[Start of PASSAGE TO READ]

Section II. THE DISCOVERY OF X-RAYS
1-11. WILHELM ROENTGEN (1895)
a. Reproducing Lenard's Experiments. Between the years 1894 and 1895,
Wilhelm Conrad Roentgen attempted to reproduce his predecessor, Philippe Lenard's,
experiments. Concerned that outside light could have possibly affected Lenard's data in
some fashion, Roentgen waited until nightfall, even enclosing his Crookes Partial
Vacuum Tube in cardboard to keep its light from affecting his findings.
b. The Cardboard Screen with Barium Platinocyanide. Now, it so happened
that on a distant table, Roentgen had a small cardboard screen coated with barium
platinocyanide crystals. This screen had nothing whatsoever to do with the experiment,
as Roentgen had originally conceived it. But, it was an unforeseen and chance reaction
of the barium platinocyanide to Roentgen's experiment that was to take on enormous
importance for the discovery of x-rays.
c. Crookes Tube Turned On, Barium Platinocyanide Screen
Phosphorescent. With his laboratory in darkness, Roentgen turned on the apparatus.

[End of PASSAGE TO READ]
[Start of RECORDS SUPPLIED]

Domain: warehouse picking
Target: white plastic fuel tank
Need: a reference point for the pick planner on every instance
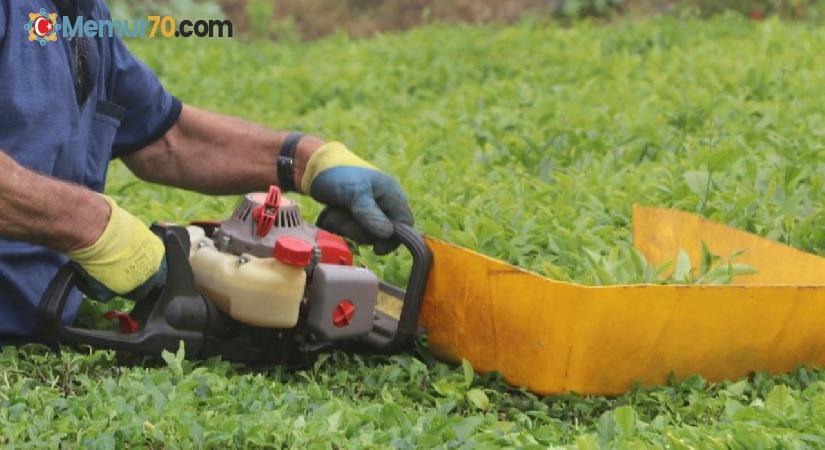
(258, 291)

[End of RECORDS SUPPLIED]
[Start of RECORDS SUPPLIED]

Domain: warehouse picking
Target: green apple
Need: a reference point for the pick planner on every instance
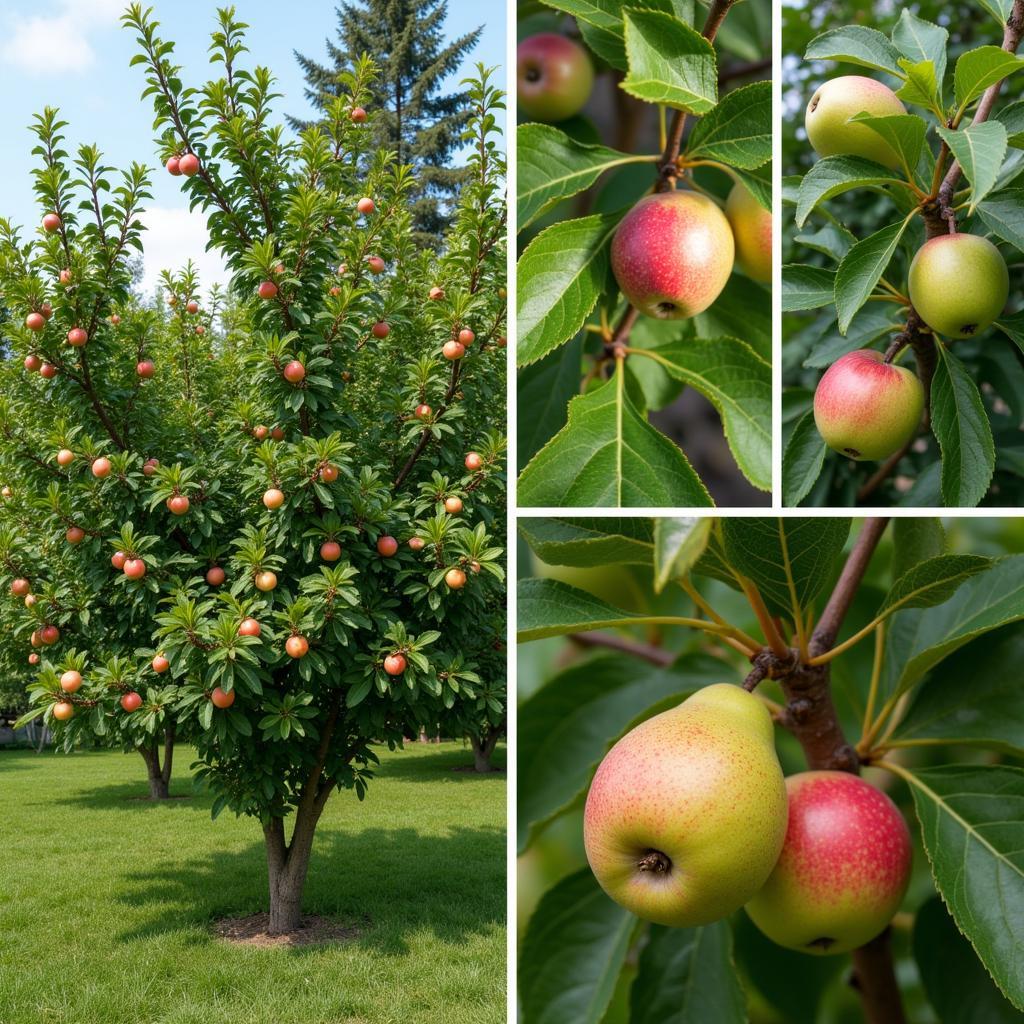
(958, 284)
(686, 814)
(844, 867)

[End of RECORDS SUPPLIED]
[Start of RECORDS SUPPLIED]

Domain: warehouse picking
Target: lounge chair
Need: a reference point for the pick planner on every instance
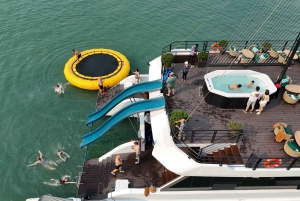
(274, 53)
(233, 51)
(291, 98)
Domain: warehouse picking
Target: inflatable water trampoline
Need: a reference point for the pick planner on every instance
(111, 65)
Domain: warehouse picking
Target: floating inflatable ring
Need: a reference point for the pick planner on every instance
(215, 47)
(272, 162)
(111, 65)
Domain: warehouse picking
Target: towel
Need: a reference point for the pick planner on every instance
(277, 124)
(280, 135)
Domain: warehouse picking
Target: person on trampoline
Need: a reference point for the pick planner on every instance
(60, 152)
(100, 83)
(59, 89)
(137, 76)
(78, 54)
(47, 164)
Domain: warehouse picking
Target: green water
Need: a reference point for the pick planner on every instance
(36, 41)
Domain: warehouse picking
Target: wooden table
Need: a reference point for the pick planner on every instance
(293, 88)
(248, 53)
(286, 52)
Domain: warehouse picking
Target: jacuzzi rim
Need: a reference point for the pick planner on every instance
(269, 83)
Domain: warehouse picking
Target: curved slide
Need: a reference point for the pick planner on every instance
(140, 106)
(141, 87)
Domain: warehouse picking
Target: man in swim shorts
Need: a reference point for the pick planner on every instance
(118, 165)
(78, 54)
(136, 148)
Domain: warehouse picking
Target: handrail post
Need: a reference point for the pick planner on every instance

[End of RECORDS SUPPLIED]

### [INSTRUCTION 1]
Translate this sentence from the X-ray history passage into Spanish: "This screen had nothing whatsoever to do with the experiment, as Roentgen had originally conceived it."
### [INSTRUCTION 2]
Pull out every row that contains the word "green". Case counts.
The X-ray history passage and the rows were taken from unrelated sources.

### [RESULT 1]
Esta pantalla no tenía absolutamente nada que ver con el experimento, tal como Roentgen lo había concebido originalmente.

### [RESULT 2]
Target: green apple
Target: green water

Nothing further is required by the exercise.